Now the girls are off to southern California to see the Pacific Ocean and hand out at the beach. I'll let Brooke tell that story from her point of view!


----------



## spikethebest (Mar 29, 2010)

awwww how cute!!!! i love the t-shirts!!!!

since you posted pics of yourself wearing tortoiseforum.org t-shirts, you win FREE stickers!!

I will PM you!


----------



## Stephanie Logan (Mar 29, 2010)

Cool! Thank you.


----------



## terryo (Mar 29, 2010)

Those were great pictures! I love when people post pictures of places I can't get to.


----------



## jdawn (Mar 29, 2010)

Stephanie,
What a great time it looks like y'all had! Ava's an adorable traveller. That is so fun that you got to show off some of our amazing scenery 
It makes me want to head out on a road trip too! Thanks for sharing~ Jenny Dawn


----------



## Stephanie Logan (Mar 29, 2010)

Thanks for the advice about hiking trails--we found an easy one for the stroller right along the rim, so it was "beautiful" exercise!


----------



## ChiKat (Mar 30, 2010)

Great pics! It looks like everyone had a wonderful time 
Did you two know each other before TFO?


----------



## Stephanie Logan (Mar 30, 2010)

Haha, no.

My kids have given me plenty of grief for taking up with someone I "met" online, since I am always warning them not to do this!

DATA SHOWN:

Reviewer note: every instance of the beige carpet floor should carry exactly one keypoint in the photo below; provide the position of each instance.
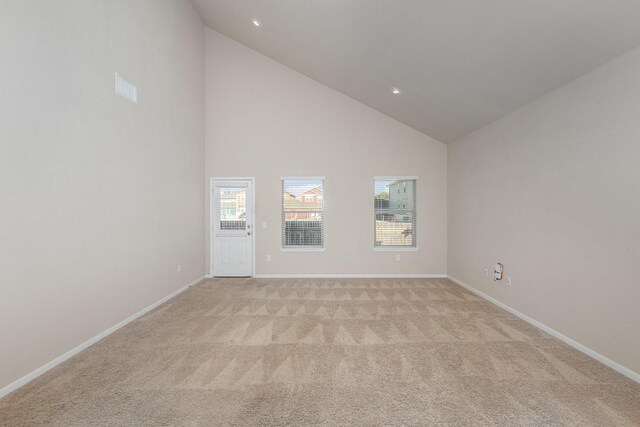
(327, 352)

WHAT THE TASK ASKS:
Resume the forum thread about the road trip, starting right after its final sentence. The material shown here comes from a separate source.

THE RESPONSE:
Brooke is a teacher though, and I am a teacher, and we both love England, TFO, and kids!


----------



## alfiethetortoise (Apr 4, 2010)

Like the pictures! I have only just managed to load myne onto the computer, so its going to be another day or so untill i can photobucket them and get them on here, sorry! Ava is demanding to go on a whistlestop tour of all her friends since we got back, which is all good and well but not on bank holiday weekend as its taking up lots of time 

Well, its raining here in traditional LD fashion! Got a mountain of washing, and had to also go on an easter egg mission. It's times like this i wish i had a cleaner!

Alfie had a good holiday, and is in very good shape. 

p.s. Ava is still asking for milo! He clearly made an impression!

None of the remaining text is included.